** Begin Given entries **

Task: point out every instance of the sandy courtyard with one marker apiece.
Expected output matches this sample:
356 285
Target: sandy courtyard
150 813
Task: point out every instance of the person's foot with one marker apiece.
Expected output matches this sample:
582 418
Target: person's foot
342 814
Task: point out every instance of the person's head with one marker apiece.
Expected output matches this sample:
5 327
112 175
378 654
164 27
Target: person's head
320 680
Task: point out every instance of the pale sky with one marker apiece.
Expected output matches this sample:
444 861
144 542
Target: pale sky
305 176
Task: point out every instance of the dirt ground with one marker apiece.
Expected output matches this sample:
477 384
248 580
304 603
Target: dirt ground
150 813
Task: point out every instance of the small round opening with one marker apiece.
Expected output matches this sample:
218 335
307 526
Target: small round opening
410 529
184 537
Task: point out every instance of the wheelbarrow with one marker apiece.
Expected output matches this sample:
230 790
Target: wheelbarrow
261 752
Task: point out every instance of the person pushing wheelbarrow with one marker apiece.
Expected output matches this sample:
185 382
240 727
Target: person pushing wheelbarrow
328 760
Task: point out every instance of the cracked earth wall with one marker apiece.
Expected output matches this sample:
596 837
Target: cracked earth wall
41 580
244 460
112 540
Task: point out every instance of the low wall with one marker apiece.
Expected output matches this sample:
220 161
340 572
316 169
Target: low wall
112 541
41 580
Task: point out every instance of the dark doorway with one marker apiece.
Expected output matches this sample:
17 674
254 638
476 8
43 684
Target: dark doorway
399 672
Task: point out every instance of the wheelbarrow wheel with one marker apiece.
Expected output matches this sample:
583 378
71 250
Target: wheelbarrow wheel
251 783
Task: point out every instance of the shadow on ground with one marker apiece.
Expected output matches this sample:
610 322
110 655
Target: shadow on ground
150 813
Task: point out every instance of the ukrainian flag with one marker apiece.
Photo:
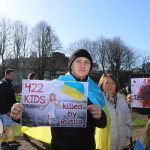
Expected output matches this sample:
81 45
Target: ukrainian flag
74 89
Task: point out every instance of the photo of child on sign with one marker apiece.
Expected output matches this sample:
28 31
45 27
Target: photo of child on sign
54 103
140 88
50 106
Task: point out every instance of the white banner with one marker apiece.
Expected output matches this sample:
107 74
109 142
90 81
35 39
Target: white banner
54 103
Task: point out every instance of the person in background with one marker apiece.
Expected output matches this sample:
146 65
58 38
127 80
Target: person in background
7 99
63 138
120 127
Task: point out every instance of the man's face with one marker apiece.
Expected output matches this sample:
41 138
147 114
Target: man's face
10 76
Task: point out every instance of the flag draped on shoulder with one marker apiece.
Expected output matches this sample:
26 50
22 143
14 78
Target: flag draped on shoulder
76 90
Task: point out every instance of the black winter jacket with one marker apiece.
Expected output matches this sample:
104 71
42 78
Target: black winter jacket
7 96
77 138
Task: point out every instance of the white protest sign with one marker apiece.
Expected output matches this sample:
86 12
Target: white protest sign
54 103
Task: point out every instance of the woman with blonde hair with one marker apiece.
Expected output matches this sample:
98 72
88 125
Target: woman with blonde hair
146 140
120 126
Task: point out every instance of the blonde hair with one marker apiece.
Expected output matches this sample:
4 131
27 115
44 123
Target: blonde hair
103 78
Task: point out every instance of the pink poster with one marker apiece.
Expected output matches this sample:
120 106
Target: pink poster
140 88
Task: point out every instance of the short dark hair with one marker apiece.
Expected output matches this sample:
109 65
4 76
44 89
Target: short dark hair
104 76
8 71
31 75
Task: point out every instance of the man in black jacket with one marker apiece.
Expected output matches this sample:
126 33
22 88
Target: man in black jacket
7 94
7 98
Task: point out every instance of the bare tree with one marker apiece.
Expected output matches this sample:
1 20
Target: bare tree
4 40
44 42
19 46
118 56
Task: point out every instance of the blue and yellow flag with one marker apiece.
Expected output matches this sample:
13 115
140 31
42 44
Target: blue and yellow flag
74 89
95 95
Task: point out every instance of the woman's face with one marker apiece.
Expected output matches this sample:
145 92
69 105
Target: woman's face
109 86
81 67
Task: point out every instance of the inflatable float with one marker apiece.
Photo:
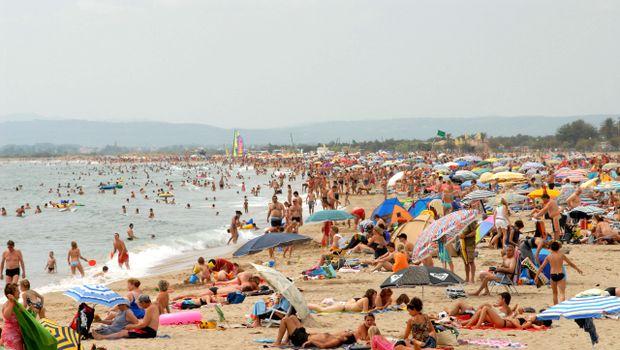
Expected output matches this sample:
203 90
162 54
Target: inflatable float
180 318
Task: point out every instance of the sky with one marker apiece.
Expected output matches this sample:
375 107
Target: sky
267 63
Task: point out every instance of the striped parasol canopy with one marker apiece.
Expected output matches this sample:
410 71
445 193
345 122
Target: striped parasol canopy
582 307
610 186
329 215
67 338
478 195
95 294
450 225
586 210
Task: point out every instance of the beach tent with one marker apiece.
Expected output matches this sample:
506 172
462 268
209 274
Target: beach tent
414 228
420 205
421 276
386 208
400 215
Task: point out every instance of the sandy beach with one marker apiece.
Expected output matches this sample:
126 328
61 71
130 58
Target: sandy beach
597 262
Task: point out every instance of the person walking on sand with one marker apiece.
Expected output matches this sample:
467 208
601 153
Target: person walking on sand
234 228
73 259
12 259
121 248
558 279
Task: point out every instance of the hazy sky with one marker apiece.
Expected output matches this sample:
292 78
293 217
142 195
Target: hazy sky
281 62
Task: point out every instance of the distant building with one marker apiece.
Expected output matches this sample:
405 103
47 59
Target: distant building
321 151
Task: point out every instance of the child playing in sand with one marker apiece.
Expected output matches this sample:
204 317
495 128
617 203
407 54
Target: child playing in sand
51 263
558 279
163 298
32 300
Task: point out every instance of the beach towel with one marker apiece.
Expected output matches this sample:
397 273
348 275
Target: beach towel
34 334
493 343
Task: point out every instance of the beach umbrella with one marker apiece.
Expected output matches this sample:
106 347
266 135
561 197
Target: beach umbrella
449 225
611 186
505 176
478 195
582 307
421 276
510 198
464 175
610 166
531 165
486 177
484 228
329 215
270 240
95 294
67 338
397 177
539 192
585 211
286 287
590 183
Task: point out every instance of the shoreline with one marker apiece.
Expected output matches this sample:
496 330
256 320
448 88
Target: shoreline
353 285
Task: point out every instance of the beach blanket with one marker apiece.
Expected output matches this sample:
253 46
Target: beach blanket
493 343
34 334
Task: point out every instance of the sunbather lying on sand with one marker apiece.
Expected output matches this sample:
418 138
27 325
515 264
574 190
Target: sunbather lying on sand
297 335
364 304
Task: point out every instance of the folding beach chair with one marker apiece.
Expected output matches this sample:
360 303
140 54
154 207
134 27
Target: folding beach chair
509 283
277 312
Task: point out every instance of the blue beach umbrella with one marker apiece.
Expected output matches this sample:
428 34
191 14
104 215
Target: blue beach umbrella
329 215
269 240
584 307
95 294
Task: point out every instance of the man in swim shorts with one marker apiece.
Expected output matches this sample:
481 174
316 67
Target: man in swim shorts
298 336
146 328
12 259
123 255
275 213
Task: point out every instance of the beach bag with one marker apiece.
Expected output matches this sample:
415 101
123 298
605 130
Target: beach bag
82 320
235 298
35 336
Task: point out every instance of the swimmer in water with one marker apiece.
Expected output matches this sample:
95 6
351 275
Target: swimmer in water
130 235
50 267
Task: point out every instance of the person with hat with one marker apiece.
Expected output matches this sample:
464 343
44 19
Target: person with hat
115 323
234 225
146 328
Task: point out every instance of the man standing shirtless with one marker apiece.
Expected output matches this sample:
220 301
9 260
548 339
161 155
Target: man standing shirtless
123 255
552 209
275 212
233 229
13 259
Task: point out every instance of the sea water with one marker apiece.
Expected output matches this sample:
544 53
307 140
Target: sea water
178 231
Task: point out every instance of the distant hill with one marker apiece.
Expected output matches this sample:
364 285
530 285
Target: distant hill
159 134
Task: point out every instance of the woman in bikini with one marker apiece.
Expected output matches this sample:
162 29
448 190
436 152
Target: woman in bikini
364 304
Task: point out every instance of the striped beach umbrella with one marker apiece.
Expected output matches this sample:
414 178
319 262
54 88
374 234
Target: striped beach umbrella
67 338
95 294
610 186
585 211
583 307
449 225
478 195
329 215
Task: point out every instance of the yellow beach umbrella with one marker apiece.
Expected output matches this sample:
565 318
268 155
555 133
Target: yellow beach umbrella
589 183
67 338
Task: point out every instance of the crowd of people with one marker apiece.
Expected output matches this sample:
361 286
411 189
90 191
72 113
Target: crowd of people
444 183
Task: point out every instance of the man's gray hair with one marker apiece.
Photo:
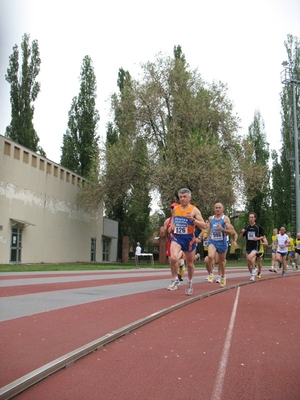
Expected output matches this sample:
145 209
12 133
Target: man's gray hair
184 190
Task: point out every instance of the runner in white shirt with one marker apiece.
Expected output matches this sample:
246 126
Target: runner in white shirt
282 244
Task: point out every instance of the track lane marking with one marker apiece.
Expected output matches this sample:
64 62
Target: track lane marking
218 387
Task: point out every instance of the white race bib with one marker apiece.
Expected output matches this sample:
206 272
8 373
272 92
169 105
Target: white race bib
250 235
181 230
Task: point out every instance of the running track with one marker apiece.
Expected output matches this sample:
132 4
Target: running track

** End Given entries **

Repeat exactly the lines from the one containing "Task: point out every instance of the man's gray" to the last line of the records above, including both, and leave out any pictures.

#### Right answer:
Task: point out every instance of the man's gray hair with one marker apiece.
Photo:
Expected output matches this sample:
145 209
12 133
Target: man's gray hair
184 190
Task: point out every instance of the runner in white shirt with one marker apiece.
Expected output matches this sample:
246 126
Target: runner in white shirt
282 244
Task: point out every instance of the track lane marking with one marker apiece.
Expected output matches this sample:
64 62
Target: track lane marking
218 387
Task: point out every instance of the white race bib with one marker apiece.
Expected output matches this sample:
206 272
8 373
272 92
169 105
Target: white race bib
250 235
181 230
Task: point out every instance of the running track with one marker apiece.
Expected output matches this sample:
132 4
Target: running track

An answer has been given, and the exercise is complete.